(DATA EXCERPTS Opens)
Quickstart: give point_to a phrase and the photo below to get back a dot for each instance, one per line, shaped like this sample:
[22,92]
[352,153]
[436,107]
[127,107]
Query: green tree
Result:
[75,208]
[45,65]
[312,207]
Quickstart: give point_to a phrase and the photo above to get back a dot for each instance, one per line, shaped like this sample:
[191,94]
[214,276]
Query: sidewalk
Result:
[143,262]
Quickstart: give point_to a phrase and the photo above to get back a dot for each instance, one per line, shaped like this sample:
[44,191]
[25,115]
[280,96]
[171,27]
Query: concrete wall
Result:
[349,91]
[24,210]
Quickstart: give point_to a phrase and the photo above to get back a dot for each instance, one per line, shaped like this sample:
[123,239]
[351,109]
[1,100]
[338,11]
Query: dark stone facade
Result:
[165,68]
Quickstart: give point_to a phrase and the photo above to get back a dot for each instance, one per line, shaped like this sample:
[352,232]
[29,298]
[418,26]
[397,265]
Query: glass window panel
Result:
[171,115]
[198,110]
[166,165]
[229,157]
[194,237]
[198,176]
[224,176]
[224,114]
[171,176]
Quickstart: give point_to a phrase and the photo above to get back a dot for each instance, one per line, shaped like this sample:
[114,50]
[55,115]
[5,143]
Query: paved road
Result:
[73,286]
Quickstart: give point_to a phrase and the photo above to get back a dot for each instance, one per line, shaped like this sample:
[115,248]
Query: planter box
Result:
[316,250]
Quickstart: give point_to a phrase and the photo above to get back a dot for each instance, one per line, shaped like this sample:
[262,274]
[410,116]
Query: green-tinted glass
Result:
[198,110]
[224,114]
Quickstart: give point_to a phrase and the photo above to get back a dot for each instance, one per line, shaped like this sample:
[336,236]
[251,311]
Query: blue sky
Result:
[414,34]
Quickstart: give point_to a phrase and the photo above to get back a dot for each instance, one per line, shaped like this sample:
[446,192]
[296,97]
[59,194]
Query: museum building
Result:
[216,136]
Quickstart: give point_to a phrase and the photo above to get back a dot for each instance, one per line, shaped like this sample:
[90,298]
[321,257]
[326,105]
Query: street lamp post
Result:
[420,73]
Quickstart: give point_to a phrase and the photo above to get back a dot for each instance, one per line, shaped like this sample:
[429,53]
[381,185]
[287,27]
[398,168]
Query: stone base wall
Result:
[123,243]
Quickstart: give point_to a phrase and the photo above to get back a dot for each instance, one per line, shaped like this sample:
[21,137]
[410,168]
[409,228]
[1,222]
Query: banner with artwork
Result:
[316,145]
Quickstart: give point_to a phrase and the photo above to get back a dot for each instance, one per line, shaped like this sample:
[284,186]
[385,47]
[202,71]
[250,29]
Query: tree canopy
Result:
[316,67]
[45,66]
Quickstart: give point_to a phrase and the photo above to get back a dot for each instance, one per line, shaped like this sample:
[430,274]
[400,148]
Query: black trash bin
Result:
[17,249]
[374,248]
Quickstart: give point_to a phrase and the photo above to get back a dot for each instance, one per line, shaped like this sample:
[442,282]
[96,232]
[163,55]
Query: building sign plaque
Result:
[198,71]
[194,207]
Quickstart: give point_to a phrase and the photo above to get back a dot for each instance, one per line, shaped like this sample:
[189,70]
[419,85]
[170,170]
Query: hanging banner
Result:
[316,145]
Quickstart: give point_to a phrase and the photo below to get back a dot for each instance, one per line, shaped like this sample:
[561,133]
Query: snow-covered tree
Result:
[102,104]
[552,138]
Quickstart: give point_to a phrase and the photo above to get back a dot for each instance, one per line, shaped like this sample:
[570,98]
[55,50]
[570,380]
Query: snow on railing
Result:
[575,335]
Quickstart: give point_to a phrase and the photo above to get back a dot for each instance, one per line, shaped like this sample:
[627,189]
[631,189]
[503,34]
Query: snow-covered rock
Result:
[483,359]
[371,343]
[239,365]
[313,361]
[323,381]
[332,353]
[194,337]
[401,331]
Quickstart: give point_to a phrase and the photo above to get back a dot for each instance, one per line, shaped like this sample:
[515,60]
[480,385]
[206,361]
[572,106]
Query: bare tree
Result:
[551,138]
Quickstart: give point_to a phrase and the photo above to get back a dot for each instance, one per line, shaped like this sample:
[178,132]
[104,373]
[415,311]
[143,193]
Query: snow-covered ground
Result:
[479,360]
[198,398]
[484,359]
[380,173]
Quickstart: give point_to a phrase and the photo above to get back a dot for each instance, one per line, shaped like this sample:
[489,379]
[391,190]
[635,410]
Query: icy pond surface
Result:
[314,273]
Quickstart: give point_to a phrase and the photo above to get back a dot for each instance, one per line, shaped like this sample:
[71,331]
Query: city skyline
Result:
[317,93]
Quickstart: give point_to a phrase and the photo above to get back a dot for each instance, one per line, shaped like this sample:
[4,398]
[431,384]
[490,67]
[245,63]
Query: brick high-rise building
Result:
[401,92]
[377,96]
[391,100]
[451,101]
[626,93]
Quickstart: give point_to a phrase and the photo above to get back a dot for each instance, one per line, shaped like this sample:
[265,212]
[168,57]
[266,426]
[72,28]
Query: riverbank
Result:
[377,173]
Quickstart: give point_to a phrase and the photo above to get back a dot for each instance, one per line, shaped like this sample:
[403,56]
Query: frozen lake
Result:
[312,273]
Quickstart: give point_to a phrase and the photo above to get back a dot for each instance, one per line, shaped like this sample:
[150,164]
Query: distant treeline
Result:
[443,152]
(DATA EXCERPTS Closes)
(DATA EXCERPTS Opens)
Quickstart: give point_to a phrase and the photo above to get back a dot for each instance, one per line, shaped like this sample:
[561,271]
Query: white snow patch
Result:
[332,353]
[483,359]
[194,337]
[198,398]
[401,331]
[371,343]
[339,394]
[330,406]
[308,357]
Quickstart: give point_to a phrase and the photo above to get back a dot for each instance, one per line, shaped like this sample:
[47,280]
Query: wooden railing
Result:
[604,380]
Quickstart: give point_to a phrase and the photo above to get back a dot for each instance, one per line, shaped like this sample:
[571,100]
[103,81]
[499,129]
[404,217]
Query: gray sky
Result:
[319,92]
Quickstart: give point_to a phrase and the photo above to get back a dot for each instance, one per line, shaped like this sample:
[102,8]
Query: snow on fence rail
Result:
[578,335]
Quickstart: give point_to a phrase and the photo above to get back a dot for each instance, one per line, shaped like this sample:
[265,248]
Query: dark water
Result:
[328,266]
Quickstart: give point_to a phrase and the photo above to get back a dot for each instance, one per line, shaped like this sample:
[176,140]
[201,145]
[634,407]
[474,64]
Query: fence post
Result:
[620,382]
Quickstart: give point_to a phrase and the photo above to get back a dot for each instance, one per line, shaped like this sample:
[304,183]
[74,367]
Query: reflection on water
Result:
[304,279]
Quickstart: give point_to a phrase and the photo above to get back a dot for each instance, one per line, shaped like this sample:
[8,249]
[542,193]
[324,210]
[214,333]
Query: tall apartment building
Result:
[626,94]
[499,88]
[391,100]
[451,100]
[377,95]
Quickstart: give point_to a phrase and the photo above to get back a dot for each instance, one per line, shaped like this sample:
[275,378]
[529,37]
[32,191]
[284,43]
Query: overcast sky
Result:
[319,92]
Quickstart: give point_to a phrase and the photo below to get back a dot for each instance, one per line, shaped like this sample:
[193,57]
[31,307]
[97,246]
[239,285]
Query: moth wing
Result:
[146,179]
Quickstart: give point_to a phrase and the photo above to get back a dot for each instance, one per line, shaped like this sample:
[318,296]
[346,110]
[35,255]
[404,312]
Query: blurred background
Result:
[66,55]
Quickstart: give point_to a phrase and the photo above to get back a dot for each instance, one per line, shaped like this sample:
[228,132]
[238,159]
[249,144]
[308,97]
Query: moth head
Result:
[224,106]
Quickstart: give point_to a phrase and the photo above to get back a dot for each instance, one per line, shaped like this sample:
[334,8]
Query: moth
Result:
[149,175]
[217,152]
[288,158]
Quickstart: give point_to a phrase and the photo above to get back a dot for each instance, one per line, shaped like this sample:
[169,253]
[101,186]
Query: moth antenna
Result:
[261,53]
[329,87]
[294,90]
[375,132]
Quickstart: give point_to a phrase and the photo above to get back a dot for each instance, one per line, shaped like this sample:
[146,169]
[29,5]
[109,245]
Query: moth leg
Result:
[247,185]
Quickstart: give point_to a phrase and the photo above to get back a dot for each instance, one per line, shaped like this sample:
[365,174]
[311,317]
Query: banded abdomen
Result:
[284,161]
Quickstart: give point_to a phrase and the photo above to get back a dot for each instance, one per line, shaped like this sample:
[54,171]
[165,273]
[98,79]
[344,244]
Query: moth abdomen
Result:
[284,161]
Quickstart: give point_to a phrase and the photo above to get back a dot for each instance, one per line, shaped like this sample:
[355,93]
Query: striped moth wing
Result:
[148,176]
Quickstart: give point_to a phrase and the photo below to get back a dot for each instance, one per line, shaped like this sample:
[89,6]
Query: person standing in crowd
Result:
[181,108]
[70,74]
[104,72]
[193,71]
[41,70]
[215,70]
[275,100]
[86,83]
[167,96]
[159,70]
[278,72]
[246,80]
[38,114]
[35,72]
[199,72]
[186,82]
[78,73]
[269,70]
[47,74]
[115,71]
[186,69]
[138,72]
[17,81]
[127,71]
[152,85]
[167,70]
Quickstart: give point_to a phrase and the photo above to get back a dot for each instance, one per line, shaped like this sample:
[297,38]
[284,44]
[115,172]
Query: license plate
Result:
(DATA EXCERPTS Closes)
(DATA EXCERPTS Opens)
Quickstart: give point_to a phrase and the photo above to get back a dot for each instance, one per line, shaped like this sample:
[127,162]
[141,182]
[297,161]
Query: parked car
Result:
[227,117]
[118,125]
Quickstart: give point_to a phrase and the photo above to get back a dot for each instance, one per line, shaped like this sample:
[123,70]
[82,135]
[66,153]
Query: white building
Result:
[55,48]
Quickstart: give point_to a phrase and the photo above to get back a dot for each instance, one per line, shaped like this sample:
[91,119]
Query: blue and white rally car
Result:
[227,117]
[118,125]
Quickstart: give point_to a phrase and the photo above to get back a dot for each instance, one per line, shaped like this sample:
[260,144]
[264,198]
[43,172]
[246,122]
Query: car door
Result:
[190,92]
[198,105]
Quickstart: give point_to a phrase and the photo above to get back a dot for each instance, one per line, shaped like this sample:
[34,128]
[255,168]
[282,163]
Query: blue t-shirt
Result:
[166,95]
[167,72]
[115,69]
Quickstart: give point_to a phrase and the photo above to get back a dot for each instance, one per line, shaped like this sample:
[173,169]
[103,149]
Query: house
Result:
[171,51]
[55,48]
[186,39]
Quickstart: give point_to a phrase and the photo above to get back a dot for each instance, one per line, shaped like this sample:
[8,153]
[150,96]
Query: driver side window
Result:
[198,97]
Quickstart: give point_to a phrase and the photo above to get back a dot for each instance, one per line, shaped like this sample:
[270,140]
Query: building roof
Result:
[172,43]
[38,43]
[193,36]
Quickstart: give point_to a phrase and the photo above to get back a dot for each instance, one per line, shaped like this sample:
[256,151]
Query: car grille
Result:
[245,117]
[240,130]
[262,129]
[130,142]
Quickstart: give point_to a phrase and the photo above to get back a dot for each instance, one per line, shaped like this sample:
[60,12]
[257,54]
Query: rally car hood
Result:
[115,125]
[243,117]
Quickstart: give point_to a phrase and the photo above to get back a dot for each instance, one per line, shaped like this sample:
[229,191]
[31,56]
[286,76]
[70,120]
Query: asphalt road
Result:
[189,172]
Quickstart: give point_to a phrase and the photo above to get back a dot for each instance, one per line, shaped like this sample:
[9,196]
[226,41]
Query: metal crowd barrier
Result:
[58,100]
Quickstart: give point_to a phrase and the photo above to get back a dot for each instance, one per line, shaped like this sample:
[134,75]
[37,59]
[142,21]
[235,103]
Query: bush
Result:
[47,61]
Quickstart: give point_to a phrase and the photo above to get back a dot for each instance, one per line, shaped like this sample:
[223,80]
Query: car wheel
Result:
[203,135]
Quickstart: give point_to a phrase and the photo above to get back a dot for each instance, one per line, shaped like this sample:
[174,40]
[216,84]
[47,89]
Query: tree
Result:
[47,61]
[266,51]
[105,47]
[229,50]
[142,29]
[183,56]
(DATA EXCERPTS Closes)
» TASK TO COMPLETE
Whenever the word "wing" appears in a line above, copy that line.

» RESPONSE
Query: moth wing
Query: striped moth wing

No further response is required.